__Short exercise__
Rewrite every line of the records below as a numbered list, skipping blank lines. Leave the pictures out.

Start of Source data

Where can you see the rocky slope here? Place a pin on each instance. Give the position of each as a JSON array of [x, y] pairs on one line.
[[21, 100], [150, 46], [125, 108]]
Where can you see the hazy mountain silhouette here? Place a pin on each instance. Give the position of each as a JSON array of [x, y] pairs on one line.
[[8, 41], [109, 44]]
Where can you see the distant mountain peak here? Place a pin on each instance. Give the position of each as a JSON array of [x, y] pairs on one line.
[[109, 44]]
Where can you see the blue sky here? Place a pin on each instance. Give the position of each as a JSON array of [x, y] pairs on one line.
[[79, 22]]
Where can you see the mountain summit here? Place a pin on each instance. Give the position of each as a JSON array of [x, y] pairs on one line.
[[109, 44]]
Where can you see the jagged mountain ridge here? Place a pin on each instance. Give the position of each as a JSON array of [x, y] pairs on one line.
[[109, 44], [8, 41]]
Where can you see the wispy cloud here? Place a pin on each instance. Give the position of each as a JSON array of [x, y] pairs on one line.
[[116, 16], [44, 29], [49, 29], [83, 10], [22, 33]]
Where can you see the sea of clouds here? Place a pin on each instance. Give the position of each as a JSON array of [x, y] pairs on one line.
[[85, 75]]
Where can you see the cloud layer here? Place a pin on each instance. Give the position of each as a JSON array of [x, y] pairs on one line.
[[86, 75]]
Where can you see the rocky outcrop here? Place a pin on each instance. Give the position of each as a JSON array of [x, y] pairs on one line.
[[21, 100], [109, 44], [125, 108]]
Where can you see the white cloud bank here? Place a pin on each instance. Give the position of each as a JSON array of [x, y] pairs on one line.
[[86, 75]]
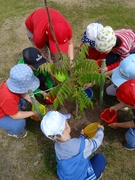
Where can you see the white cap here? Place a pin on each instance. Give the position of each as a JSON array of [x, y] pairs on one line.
[[92, 29], [53, 123], [105, 39]]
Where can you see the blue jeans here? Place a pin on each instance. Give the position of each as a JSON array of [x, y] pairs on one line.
[[13, 126], [98, 163]]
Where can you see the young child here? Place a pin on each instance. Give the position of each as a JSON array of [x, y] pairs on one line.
[[40, 34], [33, 58], [12, 91], [90, 36], [122, 73], [72, 154], [126, 95], [120, 42]]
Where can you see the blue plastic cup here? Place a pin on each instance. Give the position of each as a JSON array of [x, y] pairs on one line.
[[89, 93]]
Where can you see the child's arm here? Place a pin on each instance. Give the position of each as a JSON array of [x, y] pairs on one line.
[[118, 106], [129, 124], [91, 145], [23, 114]]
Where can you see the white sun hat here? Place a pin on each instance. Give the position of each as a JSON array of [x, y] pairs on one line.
[[92, 29], [22, 79], [54, 123], [105, 39]]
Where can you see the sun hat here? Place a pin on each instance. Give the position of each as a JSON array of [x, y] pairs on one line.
[[92, 29], [53, 123], [125, 70], [22, 79], [33, 57], [126, 92], [105, 39], [85, 39], [62, 32]]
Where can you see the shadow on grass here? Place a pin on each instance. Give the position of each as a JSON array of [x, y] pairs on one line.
[[46, 147]]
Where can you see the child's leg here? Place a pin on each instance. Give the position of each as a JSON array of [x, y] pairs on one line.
[[130, 137], [12, 126], [98, 163]]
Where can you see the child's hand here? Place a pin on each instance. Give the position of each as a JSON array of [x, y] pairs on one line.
[[113, 125], [101, 126], [86, 86], [113, 108], [43, 93], [82, 131]]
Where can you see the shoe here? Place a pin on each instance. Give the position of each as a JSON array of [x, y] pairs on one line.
[[127, 146], [22, 134]]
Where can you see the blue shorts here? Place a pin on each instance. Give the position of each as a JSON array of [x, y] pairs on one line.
[[98, 163]]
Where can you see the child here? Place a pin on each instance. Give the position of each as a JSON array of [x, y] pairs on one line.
[[40, 34], [90, 36], [122, 73], [120, 42], [126, 95], [33, 58], [12, 91], [72, 154]]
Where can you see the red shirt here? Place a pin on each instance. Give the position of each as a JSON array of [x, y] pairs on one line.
[[37, 23], [8, 101]]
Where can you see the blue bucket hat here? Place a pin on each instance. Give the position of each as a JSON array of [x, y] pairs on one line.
[[22, 79], [125, 71]]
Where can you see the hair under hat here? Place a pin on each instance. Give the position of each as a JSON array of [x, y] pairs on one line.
[[126, 92], [105, 39], [33, 57], [125, 70], [54, 123], [22, 79]]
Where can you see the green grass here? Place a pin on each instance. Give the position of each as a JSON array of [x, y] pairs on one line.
[[118, 14]]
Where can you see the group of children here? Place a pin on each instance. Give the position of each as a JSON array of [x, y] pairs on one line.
[[72, 154]]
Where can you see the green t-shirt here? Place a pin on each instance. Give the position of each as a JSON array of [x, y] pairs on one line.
[[48, 80]]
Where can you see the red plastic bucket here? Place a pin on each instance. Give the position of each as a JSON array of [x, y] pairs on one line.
[[109, 116]]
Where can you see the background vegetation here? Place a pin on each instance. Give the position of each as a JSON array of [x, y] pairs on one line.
[[33, 157]]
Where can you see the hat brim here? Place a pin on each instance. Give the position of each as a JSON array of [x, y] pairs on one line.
[[39, 63], [33, 84], [63, 47], [116, 77]]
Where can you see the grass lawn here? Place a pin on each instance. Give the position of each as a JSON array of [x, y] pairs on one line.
[[33, 157]]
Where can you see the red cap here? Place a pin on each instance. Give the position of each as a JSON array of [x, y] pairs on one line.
[[62, 32], [126, 92]]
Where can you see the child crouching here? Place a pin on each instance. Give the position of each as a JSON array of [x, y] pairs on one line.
[[72, 154]]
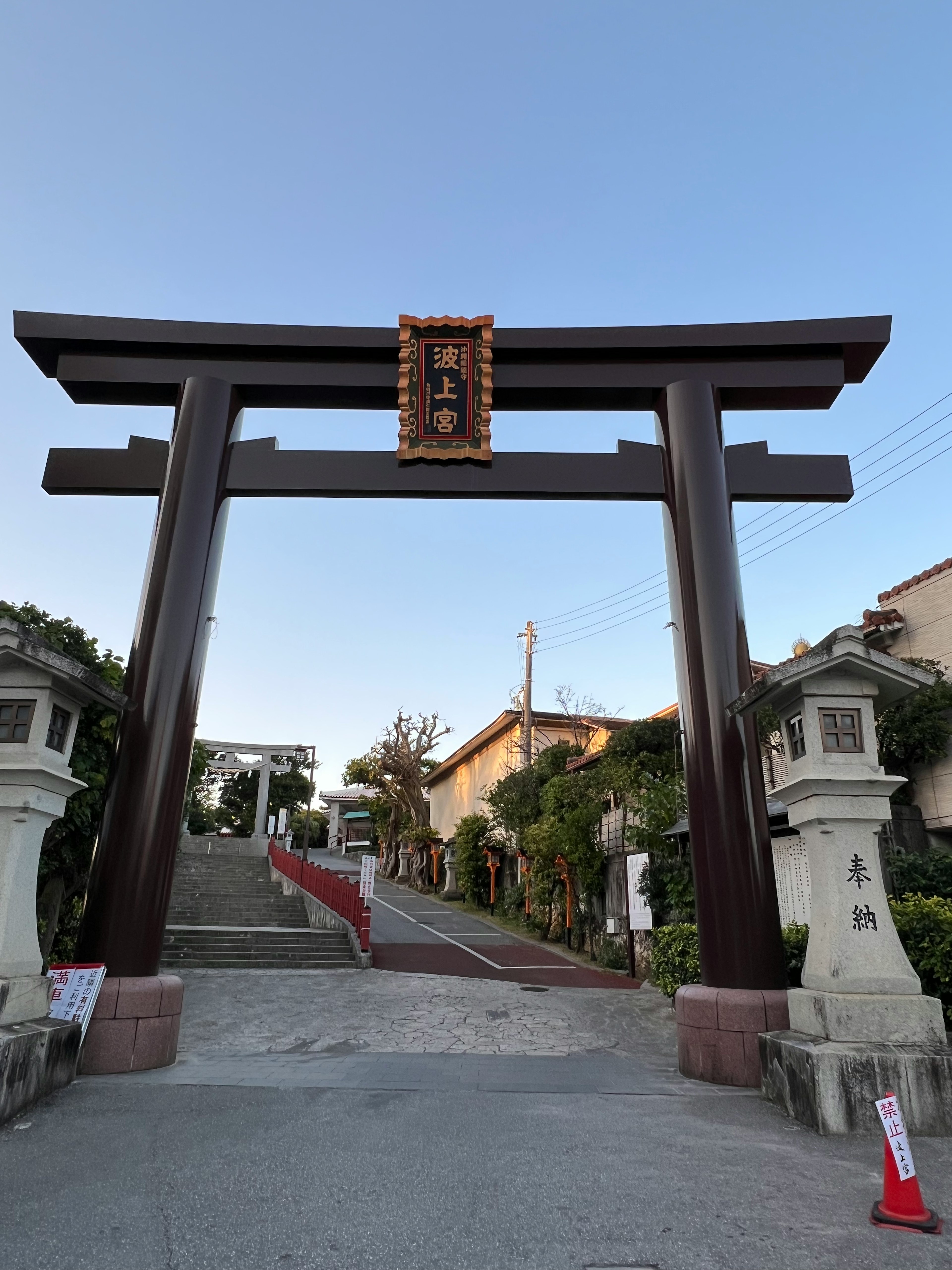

End of Source data

__Solution for this exercise__
1. Where can you see the rocky slope here? Place a pin on each instance. Give the position of each as a JSON array of [x, y] pairs on one line.
2. [[21, 100], [150, 46], [125, 108]]
3. Where can you see the hazy mountain silhouette here? Place a pin on each instance. Give the position of each as a JSON array of [x, y] pairs on one line.
4. [[8, 41], [109, 44]]
5. Where can you see the distant mountain peak here? Place a pin on each instance. Give the position of each as a JSON array of [x, y] pairs on one line.
6. [[109, 44]]
7. Where can you see the blue sky here? Place a pin on each instance. Give the position of each as a JSON array of [x, y] pairs on one line.
8. [[79, 22]]
9. Where can you see the mountain summit here? Place a pin on each instance. Give the position of each as a JSON array of [x, y] pairs on one line.
10. [[109, 44]]
11. Where can you see the jagged mountain ridge here? Place a pin on each instance. Give the position of each as a JSON array of [x, y] pairs on one line.
12. [[109, 44], [8, 41]]
13. Where can you see the wispy cloud here? Place a pin on each instance. Give the position of each as a JSON array of [x, y] pairs on one line.
14. [[116, 16], [44, 29], [49, 29], [83, 10], [22, 33]]
15. Where can you see the sea of clouds here? Place a pin on each instance. Give the position of each as a JSON array of [x, y] pairs on one line.
16. [[85, 75]]
17. Where can you see the cloud layer here? Place a pin on each instance. Give the position of each as a JSON array of [x, y] pairs on one line.
18. [[86, 75]]
19. Where can you see the rocky outcrop here? Place a pin on each instance. Give the position of each as a JSON array of [x, y] pairs on one line.
20. [[21, 100], [109, 44], [125, 108]]
21. Where can you see the white cloud bank here? Place a pin on each instance. Give the position of each as a JSON array of [x, y] pairs on one line.
22. [[86, 75]]
23. Where can you see the white cap here? Place a pin on each instance. Give the position of each as a JSON array of [x, y] pairs on one line.
24. [[92, 29], [53, 123], [105, 39]]
25. Where can you see the blue jeans here? Place a pin on each instance. Give the position of each as a JSON array of [x, y] pairs on one line.
26. [[13, 126], [98, 163]]
27. Where can you see the young child here? Place a pin on each instance. Give the position of each as a JSON array of [x, y] pairs on one line.
28. [[40, 34], [33, 58], [12, 91], [90, 36], [122, 73], [72, 154], [126, 95], [120, 42]]
29. Where can you see the blue plastic cup here? Place a pin on each instance. Give the position of each as a JSON array of [x, y] pairs on one line.
30. [[89, 93]]
31. Where can you see the child's arm here? Place a pin on each instance. Give the position of each as a JSON array of [x, y] pairs on one line.
32. [[118, 106], [129, 124], [91, 145], [23, 114]]
33. Where can you see the white sun hat here? Place a pin on each instance. Give the position of each as a JSON array of [x, y] pairs on one line.
34. [[92, 29], [22, 79], [54, 123], [105, 39]]
35. Where can you see the sun hat here? Place a pin on each instance. Give the position of each as a JSON array of [x, y] pairs on one line.
36. [[92, 29], [53, 123], [125, 70], [22, 79], [33, 57], [126, 92], [105, 39], [85, 39], [62, 32]]
37. Where can you see the shadow on grass here? Place a pin on each instance. Give the position of each as a JSON array of [x, y] pairs on one line.
38. [[46, 147]]
39. Where can you see the child's leg here? Place a pin on each instance. Give the position of each as a JSON array of [x, y] pairs on one line.
40. [[130, 137], [12, 126], [98, 163]]
41. Where can you see the child's hand here? Place a pin on each instance. Give the position of each as a JSON array of [x, y] pairs on one line.
42. [[113, 125], [101, 126], [86, 86], [113, 108], [43, 93], [82, 131]]
43. Where can you see the shoe here? Place a pin on each instance. Give the position of each as a JSON array of [x, y] pairs on one line.
44. [[127, 146], [22, 134]]
45. Where can you see the blue shorts here? Place a pin on each instance. Give the position of each as a JSON array of [x, y] pairs on one line.
46. [[98, 163]]
47. Where can you see the child here? Place a pin on each instance. Give the position of each as a JSON array of [x, y] pairs on one line.
48. [[40, 34], [90, 36], [122, 73], [120, 42], [126, 95], [33, 58], [12, 91], [72, 154]]
49. Where can you see the red shirt here? Place a pin on each instance. Give the position of each as a JSON array of [x, y] pairs on one line.
50. [[37, 23], [8, 101]]
51. Where can you see the blue bucket hat here? Place a pin on each instance. Give the position of each as a JSON array of [x, y] pairs on one line.
52. [[22, 79], [125, 71]]
53. Where can you see the hair under hat here? Place a pin on each instance. Give the position of each as a JSON array of [x, y] pairs on one line.
54. [[126, 92], [105, 39], [33, 57], [125, 70], [54, 123], [22, 79]]
55. Where can you see the green grass here? Place a pin on each instance. Give the position of each as a JSON array of [x, y] pairs on one line.
56. [[118, 14]]
57. Where can you see the group of children here? Place a pin on each instance. Give the position of each as a JSON array of [x, y] pairs on one line.
58. [[72, 154]]
59. Where can you see the green t-shirt here? Place a pin on each instance. Give the position of each as a JSON array of [x, y] pairs on one line.
60. [[48, 80]]
61. Where can you see the red plastic bucket here? Place a pin on each instance. Give the position of each as a JSON array of [x, y] pairs on one line.
62. [[109, 116]]
63. Where can you see the background vegetation here? Place a pin on each instance. Give the position of each as a JSON array of [x, y] pairs on one line.
64. [[33, 157]]
65. Where can you see the hat brim here? Place a pin on each instance. Give the position of each as a JSON array of [x, y] pairs on one line.
66. [[39, 63], [33, 84], [63, 47], [116, 77]]
67. Where can you see the grass lawn here? Place a pin on each instance. Give the position of each as a JSON array of [x, y] pairs on one line.
68. [[33, 157]]
69. Where can you see the red cap here? Place a pin on each instance. Give the position of each as a JSON array of [x, y] pairs on one line.
70. [[62, 32], [126, 92]]
71. Where can you see the child crouching here? Place a pin on each instance. Give the position of each as a JSON array of [x, y] pairs on one line.
72. [[72, 154]]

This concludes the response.